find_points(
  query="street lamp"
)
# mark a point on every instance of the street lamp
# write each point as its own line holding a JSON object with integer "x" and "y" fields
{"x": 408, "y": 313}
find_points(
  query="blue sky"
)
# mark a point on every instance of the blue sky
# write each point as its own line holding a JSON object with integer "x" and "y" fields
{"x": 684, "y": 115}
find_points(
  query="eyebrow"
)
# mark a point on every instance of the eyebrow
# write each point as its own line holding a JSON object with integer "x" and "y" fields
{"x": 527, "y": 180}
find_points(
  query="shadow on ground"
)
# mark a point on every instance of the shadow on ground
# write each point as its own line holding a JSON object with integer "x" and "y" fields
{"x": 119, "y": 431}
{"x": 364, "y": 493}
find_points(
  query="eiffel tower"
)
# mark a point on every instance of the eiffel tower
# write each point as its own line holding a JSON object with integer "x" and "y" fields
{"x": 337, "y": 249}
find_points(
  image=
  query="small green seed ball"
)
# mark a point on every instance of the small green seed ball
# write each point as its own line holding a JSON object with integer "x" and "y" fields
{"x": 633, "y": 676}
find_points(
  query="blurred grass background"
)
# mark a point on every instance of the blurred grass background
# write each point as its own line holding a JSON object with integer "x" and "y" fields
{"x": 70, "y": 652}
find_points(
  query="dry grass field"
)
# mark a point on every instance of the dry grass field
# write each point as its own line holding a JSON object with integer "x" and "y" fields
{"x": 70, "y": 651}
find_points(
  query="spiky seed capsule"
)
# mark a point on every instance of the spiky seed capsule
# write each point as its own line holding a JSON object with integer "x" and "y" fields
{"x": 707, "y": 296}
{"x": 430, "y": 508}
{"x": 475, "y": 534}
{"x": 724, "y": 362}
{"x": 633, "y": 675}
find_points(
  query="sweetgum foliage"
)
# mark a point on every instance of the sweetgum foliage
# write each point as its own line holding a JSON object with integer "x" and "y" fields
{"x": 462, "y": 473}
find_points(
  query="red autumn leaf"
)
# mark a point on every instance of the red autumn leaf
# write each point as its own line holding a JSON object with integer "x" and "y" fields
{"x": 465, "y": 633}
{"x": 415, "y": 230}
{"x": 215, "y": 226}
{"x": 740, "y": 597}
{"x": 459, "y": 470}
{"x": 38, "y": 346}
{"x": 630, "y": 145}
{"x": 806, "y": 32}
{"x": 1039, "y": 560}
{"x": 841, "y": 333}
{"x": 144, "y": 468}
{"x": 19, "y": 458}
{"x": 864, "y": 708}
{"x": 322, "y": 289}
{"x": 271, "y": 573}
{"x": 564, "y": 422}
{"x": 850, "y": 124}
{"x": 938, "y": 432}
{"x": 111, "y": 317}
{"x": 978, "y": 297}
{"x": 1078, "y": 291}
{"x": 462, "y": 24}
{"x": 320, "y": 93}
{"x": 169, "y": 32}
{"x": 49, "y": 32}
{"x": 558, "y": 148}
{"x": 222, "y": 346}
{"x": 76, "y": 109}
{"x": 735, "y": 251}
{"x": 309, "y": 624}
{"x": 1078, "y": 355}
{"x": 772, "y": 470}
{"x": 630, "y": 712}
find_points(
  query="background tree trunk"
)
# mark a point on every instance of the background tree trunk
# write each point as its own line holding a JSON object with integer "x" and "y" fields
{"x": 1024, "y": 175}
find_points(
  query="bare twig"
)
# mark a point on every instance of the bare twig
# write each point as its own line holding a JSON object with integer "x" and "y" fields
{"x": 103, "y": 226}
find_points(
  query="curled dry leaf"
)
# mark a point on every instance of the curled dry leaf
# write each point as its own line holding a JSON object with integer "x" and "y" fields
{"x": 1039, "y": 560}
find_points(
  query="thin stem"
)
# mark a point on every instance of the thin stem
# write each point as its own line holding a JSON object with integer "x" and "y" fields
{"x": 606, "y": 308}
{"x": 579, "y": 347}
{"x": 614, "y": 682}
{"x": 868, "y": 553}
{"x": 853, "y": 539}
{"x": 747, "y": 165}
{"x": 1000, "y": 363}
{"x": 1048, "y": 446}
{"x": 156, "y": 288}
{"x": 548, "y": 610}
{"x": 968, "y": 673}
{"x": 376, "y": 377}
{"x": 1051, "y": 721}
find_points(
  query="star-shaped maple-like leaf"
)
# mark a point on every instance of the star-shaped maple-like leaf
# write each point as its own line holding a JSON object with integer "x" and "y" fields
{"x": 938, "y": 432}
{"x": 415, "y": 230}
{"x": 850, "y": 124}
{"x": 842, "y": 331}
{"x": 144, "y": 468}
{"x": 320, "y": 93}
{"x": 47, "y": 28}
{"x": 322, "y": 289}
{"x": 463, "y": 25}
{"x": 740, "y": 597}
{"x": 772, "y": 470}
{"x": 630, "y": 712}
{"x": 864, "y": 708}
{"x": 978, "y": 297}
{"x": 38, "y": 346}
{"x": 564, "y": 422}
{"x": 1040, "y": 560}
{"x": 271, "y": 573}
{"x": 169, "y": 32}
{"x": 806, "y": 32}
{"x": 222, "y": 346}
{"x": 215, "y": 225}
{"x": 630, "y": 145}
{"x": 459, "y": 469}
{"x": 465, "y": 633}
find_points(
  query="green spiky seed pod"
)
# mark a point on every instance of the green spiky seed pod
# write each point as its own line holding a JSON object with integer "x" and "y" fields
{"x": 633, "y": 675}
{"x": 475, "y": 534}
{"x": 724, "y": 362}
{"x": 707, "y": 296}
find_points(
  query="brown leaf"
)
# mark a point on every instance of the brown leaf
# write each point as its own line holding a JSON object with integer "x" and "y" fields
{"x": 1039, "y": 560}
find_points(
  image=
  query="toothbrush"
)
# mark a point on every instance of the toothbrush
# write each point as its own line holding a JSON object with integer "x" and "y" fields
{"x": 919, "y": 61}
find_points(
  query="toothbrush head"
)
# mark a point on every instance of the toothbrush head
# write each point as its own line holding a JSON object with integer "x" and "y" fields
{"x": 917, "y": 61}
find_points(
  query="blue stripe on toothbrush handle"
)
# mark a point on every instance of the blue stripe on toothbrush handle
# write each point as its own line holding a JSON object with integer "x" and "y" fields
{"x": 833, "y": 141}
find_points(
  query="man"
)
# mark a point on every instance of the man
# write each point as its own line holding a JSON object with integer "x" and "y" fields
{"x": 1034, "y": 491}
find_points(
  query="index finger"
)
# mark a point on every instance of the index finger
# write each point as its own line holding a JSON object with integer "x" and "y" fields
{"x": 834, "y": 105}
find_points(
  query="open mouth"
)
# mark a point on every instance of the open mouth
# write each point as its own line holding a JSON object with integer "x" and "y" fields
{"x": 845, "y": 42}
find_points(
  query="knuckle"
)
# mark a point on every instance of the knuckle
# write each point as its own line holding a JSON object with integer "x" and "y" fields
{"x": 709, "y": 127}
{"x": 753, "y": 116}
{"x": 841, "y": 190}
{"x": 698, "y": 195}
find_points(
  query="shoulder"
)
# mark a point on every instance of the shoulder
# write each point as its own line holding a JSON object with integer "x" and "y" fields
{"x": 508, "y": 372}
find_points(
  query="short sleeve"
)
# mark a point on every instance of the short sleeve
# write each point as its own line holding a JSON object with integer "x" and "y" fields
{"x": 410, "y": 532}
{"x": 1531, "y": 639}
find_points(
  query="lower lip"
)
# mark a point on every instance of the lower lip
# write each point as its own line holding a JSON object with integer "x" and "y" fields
--
■ What is being asked ■
Find the lines above with the word "green". Copy them out.

■ Written answer ■
  query="small green seed ball"
# mark a point on every instance of the small green seed ball
  query="green spiky seed pod"
# mark a point on every instance of the green spiky seed pod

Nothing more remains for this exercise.